**TASK DETAILS**
Leave out the pictures and restate the rest of the data exactly.

(Position identification records)
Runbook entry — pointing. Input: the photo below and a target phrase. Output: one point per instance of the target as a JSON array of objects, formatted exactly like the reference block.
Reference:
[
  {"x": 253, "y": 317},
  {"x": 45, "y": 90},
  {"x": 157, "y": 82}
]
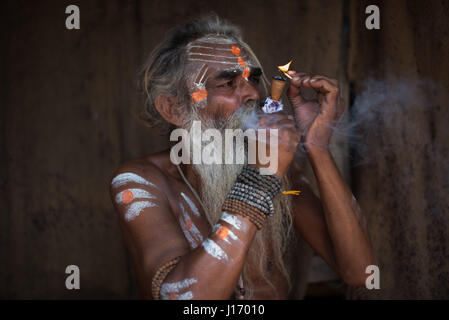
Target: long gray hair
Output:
[{"x": 165, "y": 70}]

**RESPONSE**
Runbook entry — pointing. Input: the photo below and a target phrase. Output: one point per instance of the target as a JSON array of objects, formatted exactly like the reference block.
Reference:
[
  {"x": 253, "y": 317},
  {"x": 45, "y": 90},
  {"x": 157, "y": 82}
]
Target: long gray hair
Output:
[{"x": 165, "y": 70}]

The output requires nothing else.